Gather every line from the entries below that contains the word "tree". Case counts.

(Stored dataset items)
=======

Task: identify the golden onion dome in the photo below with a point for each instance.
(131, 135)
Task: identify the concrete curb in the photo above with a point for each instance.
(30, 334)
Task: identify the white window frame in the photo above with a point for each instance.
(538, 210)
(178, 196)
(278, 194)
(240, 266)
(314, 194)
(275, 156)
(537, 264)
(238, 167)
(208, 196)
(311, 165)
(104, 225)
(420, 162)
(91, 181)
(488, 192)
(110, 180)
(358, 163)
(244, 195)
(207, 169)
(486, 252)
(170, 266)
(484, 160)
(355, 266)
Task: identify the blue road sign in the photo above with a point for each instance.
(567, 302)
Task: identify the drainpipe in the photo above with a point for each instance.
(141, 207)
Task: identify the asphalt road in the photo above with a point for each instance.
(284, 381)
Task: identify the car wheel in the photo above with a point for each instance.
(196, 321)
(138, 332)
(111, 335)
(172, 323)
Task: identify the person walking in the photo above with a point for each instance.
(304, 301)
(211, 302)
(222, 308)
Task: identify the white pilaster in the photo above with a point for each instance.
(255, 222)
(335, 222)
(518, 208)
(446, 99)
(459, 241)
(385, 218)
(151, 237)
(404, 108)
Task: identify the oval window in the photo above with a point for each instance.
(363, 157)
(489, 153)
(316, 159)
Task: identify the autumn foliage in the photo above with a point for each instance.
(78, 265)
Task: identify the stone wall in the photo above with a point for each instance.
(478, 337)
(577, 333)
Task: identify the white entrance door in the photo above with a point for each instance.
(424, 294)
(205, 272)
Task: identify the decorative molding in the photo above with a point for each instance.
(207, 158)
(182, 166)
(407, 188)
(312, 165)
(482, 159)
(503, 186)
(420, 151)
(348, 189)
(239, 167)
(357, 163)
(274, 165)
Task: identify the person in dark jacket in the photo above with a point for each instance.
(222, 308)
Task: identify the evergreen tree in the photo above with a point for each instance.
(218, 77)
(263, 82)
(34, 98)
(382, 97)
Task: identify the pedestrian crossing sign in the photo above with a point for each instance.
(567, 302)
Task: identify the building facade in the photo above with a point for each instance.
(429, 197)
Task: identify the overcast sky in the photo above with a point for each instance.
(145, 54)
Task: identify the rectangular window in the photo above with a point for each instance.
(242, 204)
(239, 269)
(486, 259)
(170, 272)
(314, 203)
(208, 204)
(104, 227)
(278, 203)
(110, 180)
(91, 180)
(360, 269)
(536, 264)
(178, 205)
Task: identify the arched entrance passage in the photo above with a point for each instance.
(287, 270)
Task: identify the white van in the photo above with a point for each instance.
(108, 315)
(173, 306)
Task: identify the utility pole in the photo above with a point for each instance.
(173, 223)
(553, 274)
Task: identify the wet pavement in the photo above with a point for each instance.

=======

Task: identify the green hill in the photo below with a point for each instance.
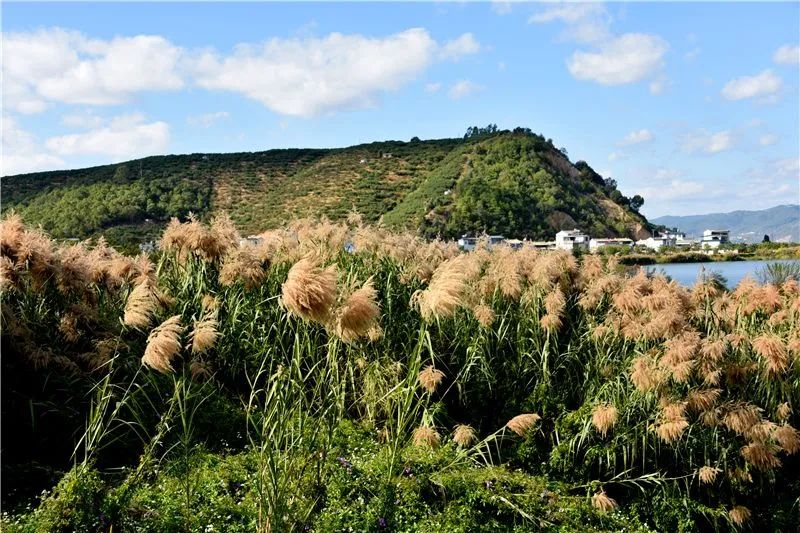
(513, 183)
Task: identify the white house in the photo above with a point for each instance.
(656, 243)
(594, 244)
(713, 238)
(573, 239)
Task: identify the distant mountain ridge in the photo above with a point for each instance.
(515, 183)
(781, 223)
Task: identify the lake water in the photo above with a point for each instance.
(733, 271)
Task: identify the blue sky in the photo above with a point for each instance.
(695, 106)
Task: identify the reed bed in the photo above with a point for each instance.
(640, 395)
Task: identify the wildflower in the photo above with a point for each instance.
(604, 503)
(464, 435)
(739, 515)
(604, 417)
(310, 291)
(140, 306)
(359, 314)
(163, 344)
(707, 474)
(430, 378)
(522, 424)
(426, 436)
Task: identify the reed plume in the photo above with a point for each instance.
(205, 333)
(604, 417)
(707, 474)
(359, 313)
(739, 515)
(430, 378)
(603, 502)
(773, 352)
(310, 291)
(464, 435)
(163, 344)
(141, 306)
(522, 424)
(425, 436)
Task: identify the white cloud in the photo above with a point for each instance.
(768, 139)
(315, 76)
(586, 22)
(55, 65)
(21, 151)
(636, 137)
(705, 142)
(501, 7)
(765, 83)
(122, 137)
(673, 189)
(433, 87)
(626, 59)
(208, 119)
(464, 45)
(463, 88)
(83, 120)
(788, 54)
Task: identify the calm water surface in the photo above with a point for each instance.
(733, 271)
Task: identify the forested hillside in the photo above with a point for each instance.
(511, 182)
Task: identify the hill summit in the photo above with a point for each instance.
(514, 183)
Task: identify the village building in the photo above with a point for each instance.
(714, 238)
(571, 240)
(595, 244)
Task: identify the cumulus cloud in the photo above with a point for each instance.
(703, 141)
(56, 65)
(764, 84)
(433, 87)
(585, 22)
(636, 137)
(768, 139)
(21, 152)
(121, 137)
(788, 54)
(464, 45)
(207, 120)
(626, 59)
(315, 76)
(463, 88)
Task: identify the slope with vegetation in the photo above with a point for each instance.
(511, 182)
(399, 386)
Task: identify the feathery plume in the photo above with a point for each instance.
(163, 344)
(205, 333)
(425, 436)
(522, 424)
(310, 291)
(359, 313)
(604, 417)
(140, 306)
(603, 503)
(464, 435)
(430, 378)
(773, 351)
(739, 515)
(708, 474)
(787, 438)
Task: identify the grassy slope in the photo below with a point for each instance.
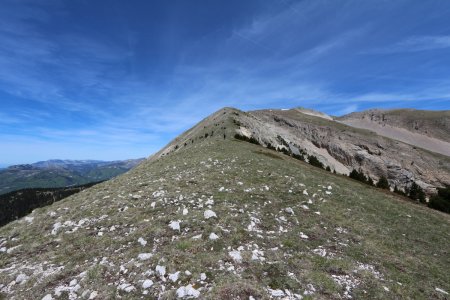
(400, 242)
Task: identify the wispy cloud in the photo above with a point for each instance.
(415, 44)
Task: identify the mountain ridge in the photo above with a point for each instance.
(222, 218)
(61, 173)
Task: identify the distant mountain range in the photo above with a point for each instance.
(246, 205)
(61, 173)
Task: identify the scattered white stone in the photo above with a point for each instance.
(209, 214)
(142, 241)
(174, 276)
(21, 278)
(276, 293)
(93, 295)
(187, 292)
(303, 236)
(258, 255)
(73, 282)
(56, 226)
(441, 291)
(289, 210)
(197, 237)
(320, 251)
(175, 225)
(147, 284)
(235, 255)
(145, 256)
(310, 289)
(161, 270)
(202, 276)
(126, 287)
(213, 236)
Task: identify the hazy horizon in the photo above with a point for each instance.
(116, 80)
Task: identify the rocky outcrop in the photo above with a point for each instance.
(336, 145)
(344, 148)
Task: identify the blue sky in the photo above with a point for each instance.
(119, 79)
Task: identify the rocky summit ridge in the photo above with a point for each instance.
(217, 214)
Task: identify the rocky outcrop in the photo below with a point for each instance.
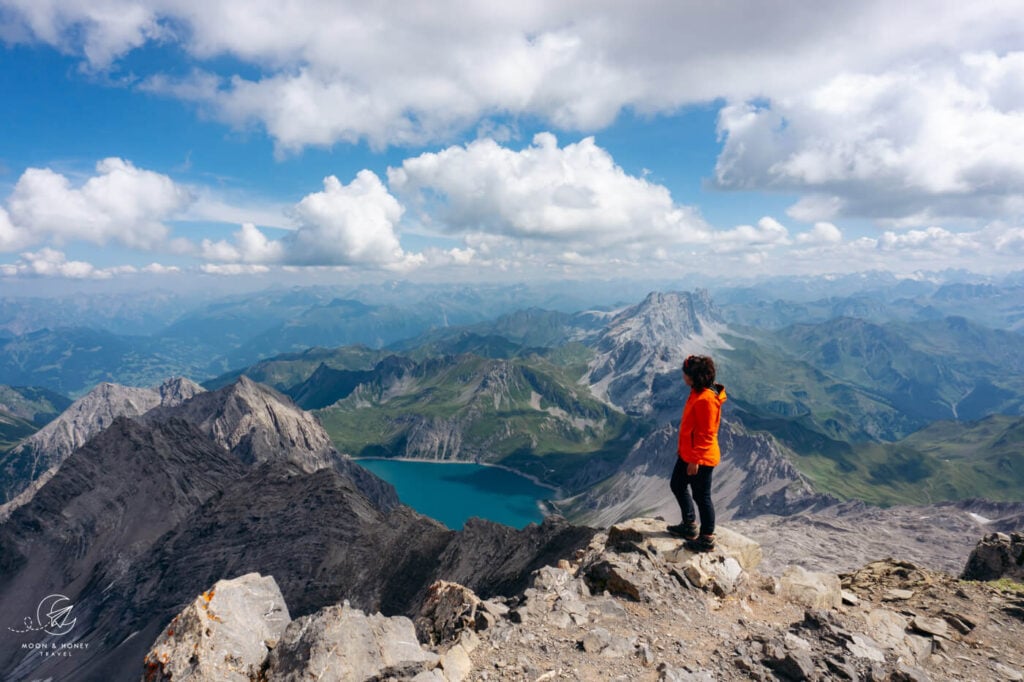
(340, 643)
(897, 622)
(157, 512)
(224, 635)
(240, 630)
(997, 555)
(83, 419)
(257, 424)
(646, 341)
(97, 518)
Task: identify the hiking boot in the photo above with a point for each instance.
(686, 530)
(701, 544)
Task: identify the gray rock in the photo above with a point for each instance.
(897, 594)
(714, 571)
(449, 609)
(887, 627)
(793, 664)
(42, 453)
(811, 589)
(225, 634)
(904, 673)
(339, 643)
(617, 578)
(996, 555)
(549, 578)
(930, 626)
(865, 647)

=======

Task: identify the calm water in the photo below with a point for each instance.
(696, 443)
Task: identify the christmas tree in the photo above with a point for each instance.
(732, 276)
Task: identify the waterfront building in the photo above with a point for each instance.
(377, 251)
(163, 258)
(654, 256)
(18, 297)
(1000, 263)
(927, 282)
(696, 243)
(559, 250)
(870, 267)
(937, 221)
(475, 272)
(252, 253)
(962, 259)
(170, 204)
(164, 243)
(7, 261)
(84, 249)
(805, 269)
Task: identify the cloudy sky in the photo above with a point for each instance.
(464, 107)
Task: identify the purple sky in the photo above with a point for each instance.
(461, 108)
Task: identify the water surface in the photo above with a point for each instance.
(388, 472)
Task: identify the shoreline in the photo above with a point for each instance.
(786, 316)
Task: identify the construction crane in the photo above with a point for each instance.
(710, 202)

=======

> [FINISHED ANSWER]:
Task: identify the evergreen tree in the photo above with a point for each instance.
Task: identify the christmas tree in the photo above with a point for each instance.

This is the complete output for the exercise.